◆ **What to do**
What is needed is an exact copy of every line from the one containing "of the dark" through the end of the entries; please set it down without any pictures.

━━━━

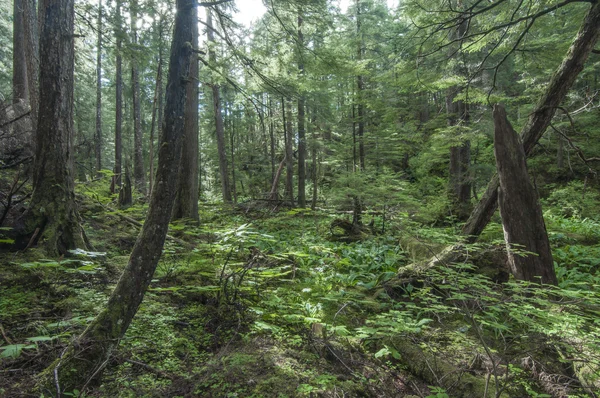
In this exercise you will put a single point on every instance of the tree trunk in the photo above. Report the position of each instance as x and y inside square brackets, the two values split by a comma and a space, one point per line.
[118, 100]
[155, 110]
[139, 176]
[89, 353]
[289, 156]
[186, 199]
[460, 159]
[301, 121]
[274, 195]
[540, 118]
[359, 93]
[52, 209]
[98, 136]
[220, 130]
[522, 220]
[20, 83]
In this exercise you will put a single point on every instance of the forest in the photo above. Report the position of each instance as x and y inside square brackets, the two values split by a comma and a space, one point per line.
[300, 198]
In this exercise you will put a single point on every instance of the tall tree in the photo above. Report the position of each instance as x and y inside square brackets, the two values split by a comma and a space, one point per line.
[98, 136]
[118, 99]
[89, 353]
[186, 199]
[219, 127]
[20, 82]
[52, 217]
[301, 118]
[139, 174]
[539, 120]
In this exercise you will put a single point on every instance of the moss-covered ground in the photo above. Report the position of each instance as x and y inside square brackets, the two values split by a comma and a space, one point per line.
[261, 303]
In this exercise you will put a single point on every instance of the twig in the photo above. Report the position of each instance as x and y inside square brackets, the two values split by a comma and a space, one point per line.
[4, 335]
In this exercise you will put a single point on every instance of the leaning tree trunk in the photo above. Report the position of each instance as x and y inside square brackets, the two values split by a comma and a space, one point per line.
[139, 175]
[542, 115]
[89, 353]
[52, 218]
[118, 103]
[219, 128]
[186, 199]
[522, 220]
[98, 137]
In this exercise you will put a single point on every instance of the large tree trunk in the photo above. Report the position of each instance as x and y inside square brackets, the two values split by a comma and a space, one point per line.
[289, 156]
[118, 101]
[20, 82]
[52, 216]
[98, 136]
[460, 159]
[301, 121]
[542, 115]
[186, 200]
[139, 175]
[220, 130]
[522, 220]
[88, 354]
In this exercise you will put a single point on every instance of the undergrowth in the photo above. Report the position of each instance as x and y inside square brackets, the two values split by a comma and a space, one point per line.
[266, 304]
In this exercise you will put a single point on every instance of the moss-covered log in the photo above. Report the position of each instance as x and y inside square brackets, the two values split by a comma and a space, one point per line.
[84, 359]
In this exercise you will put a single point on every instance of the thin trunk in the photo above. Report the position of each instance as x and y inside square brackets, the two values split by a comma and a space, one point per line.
[220, 131]
[301, 121]
[542, 114]
[272, 139]
[289, 156]
[86, 357]
[98, 137]
[139, 176]
[186, 199]
[118, 100]
[522, 219]
[359, 92]
[274, 195]
[155, 110]
[231, 147]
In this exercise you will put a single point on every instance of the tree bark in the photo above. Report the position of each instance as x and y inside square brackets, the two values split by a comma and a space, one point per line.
[220, 130]
[88, 354]
[52, 208]
[522, 220]
[460, 159]
[186, 199]
[118, 100]
[301, 121]
[19, 78]
[542, 115]
[289, 156]
[98, 136]
[139, 175]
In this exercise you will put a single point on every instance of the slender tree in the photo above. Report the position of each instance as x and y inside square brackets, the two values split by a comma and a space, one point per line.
[52, 217]
[186, 200]
[89, 353]
[118, 100]
[139, 175]
[301, 119]
[219, 128]
[98, 136]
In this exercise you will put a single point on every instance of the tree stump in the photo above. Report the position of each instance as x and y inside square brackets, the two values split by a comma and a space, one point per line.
[529, 254]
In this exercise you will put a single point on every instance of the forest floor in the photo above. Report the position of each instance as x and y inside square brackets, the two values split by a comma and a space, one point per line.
[262, 303]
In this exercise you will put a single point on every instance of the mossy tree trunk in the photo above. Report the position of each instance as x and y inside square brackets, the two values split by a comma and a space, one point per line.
[87, 355]
[522, 219]
[52, 217]
[541, 116]
[186, 199]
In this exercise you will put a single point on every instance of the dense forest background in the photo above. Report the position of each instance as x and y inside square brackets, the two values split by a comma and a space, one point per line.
[328, 177]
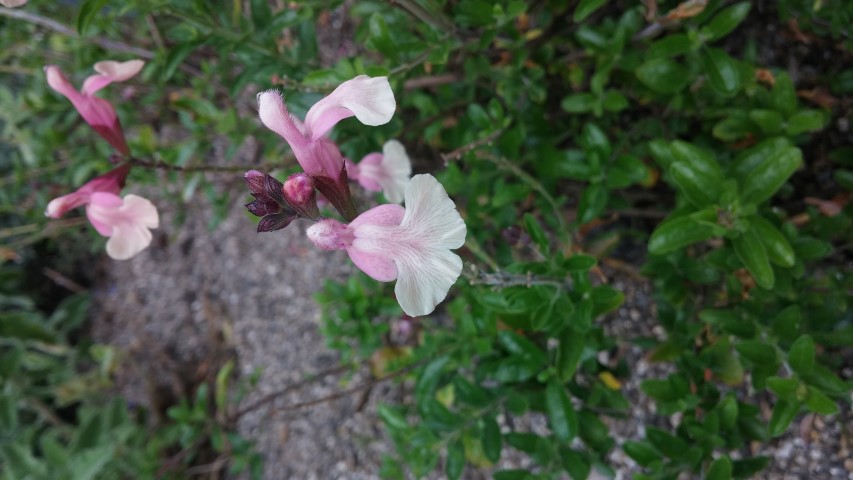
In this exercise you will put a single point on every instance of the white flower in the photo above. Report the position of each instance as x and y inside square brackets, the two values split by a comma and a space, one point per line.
[411, 245]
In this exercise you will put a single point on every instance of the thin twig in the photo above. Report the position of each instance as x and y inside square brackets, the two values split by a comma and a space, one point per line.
[289, 388]
[213, 467]
[461, 151]
[349, 391]
[62, 280]
[504, 280]
[160, 165]
[525, 177]
[51, 24]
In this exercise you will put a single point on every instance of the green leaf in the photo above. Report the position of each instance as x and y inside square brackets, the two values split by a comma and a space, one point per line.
[677, 233]
[722, 71]
[783, 414]
[724, 22]
[769, 121]
[393, 419]
[614, 101]
[605, 299]
[87, 13]
[428, 380]
[579, 103]
[749, 467]
[752, 254]
[667, 444]
[783, 96]
[455, 461]
[19, 462]
[805, 121]
[25, 326]
[569, 353]
[818, 402]
[593, 138]
[592, 203]
[663, 75]
[537, 234]
[516, 474]
[757, 352]
[728, 412]
[576, 464]
[561, 413]
[87, 464]
[809, 248]
[801, 356]
[174, 59]
[669, 46]
[700, 189]
[720, 469]
[769, 175]
[745, 162]
[641, 452]
[379, 37]
[586, 8]
[779, 251]
[578, 263]
[787, 322]
[784, 388]
[491, 439]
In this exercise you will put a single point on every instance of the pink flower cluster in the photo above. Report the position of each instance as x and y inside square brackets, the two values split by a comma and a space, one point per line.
[411, 245]
[126, 221]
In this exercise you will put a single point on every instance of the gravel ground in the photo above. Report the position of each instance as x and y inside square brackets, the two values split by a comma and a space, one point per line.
[197, 298]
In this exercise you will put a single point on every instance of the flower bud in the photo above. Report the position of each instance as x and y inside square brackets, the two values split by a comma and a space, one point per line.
[269, 202]
[298, 191]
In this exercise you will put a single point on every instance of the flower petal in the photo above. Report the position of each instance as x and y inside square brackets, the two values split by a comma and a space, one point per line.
[423, 281]
[58, 207]
[274, 115]
[110, 71]
[371, 100]
[102, 210]
[431, 215]
[378, 241]
[127, 240]
[398, 169]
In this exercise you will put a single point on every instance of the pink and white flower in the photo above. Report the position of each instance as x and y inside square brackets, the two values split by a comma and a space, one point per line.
[126, 221]
[370, 100]
[411, 245]
[387, 172]
[97, 112]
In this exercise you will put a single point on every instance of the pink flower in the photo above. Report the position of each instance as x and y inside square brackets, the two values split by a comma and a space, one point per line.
[411, 245]
[110, 182]
[370, 100]
[126, 221]
[387, 172]
[97, 112]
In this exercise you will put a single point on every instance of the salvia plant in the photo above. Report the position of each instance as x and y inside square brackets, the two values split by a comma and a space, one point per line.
[512, 167]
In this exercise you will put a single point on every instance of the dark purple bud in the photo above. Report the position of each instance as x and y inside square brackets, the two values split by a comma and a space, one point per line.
[275, 221]
[255, 180]
[299, 192]
[259, 208]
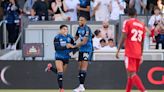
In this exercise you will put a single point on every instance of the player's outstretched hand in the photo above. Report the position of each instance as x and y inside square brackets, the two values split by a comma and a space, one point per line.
[117, 55]
[70, 46]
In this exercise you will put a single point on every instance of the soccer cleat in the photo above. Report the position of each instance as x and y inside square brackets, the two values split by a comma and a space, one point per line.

━━━━

◆ **Result**
In this exercise you will put a single point on every instance of the dark purple bud in the photo above. Report the position of each instance as x and y inside square brackets, the two values split by a comma and a space, one point per line.
[275, 221]
[255, 180]
[299, 192]
[259, 208]
In this exercise you will put a single point on every instance of the player's outstretched hand in the photo above. Report the position of each instance as x and y inside square brackets, the two values split by a comma and a space, one point per line.
[117, 55]
[70, 46]
In this exercise you will put a single point on every instance of the soccer cleat in the photo above. Report the position of each instance as x and y inside square brackets, the two values split by a comma and a space, one point per line.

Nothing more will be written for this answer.